> Rows:
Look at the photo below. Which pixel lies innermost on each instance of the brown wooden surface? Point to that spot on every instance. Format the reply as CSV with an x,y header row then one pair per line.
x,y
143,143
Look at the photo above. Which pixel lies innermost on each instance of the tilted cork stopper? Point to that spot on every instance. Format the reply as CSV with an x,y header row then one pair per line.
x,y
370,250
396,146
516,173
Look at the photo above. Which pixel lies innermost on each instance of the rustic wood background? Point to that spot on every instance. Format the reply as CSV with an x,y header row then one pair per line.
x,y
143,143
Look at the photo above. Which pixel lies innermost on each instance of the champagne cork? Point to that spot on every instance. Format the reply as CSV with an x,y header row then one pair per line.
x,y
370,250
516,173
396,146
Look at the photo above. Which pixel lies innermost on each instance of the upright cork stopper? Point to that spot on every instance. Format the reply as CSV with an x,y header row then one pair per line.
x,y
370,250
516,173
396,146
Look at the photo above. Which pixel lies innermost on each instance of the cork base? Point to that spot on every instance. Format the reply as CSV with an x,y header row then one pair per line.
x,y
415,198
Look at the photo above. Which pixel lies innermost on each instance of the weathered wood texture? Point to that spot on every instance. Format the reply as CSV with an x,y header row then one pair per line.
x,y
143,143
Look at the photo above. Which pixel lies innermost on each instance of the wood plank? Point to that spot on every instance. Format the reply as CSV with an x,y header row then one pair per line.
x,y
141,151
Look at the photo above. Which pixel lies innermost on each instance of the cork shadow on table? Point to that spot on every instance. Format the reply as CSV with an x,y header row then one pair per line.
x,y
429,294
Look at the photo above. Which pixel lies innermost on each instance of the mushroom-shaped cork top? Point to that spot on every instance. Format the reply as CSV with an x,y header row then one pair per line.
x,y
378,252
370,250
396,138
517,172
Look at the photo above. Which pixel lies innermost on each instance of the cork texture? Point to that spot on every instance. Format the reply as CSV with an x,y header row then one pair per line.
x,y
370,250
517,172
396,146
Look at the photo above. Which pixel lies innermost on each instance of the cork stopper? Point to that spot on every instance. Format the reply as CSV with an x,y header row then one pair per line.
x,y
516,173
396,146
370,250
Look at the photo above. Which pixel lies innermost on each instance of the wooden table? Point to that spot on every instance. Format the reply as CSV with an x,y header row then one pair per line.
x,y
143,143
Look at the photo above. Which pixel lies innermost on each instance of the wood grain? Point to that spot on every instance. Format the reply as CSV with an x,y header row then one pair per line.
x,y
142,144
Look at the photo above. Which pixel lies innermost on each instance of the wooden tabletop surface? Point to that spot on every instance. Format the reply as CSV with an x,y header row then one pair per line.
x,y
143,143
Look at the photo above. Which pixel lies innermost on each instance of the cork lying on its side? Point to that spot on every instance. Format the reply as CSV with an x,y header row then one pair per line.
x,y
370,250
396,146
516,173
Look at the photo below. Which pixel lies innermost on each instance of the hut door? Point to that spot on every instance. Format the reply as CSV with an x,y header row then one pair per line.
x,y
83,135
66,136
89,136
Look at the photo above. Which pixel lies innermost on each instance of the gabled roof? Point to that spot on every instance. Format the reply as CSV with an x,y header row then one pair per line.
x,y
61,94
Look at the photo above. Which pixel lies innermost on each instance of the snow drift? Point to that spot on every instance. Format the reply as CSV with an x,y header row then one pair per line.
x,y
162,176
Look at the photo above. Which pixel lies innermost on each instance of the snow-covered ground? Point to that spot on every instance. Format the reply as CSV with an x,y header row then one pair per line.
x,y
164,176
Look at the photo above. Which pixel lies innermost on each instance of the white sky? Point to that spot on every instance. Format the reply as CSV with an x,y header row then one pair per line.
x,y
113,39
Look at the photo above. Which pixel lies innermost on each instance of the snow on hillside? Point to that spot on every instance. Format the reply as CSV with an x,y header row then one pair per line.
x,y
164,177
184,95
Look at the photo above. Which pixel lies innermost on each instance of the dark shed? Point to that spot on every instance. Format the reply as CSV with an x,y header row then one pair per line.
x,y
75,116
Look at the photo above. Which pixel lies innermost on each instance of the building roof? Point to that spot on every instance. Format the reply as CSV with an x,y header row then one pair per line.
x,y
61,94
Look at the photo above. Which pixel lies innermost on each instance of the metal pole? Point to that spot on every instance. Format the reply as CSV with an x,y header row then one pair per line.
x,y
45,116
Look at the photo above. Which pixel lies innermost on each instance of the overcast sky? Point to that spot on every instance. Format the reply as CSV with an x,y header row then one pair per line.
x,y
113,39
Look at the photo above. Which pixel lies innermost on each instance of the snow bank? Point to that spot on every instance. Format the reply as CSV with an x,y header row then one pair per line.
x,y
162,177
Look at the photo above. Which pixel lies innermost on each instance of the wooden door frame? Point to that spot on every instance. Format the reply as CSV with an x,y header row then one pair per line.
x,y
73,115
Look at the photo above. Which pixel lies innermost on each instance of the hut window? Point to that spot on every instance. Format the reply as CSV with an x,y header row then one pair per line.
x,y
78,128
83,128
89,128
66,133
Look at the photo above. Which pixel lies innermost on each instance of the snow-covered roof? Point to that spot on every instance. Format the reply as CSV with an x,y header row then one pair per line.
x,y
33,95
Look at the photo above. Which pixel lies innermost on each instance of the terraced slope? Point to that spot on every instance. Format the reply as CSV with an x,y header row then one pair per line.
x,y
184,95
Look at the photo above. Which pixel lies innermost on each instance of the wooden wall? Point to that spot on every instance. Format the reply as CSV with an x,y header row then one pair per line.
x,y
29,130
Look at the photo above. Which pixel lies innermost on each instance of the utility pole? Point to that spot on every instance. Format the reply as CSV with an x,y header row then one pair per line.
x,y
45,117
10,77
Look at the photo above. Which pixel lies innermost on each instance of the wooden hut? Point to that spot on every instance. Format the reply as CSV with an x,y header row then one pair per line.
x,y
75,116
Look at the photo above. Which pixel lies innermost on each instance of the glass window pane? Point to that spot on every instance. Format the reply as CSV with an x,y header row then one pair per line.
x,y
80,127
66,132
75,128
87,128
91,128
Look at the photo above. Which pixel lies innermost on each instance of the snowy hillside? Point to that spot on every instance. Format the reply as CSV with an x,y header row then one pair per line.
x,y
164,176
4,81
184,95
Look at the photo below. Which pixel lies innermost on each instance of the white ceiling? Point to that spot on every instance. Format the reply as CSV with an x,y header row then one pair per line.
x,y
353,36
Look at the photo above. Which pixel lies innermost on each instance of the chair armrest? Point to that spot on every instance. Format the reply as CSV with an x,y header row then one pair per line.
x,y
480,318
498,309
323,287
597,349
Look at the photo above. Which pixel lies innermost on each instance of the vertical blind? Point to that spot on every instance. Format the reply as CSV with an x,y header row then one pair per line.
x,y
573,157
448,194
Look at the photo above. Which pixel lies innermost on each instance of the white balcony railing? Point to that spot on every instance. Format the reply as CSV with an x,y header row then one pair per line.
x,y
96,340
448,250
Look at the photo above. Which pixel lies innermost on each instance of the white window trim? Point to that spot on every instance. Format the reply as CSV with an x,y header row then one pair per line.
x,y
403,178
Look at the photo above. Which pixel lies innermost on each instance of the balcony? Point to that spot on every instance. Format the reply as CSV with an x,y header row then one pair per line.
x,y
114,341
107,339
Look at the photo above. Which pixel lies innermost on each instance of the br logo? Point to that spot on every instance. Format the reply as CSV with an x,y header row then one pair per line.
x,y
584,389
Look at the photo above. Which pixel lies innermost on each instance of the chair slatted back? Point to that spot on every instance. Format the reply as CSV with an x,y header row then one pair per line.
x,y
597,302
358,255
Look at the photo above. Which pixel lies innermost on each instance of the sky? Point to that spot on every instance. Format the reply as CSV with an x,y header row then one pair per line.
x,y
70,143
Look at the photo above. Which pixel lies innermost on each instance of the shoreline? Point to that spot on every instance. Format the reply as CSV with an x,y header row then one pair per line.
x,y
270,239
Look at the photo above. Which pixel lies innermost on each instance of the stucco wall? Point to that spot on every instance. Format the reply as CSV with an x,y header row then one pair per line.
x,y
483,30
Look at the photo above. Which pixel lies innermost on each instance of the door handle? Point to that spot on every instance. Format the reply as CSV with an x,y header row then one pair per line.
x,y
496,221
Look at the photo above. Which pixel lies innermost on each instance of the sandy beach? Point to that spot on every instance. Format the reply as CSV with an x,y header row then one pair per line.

> What you should do:
Transcribe word for word the lines from the one holding "of the stucco" to the last line of the listing above, inclusive.

> Reply:
Look at the photo above. Which pixel lies innermost on each instance of the stucco wall? Point to that spot on every instance. Format the reply as CSV with an x,y header row then one pair per line.
x,y
483,30
Look at the photo above. Which pixel lies innermost on each instance of the door handle? Point to that spot on every instance. Format the reply as CSV with an x,y header row then one pair per line.
x,y
496,221
Look at the photo above. Which pixel lies innermost on each instance of the sandy beach? Point to that spot on every instance. Format the reply as CSV with an x,y header row then one pair per line.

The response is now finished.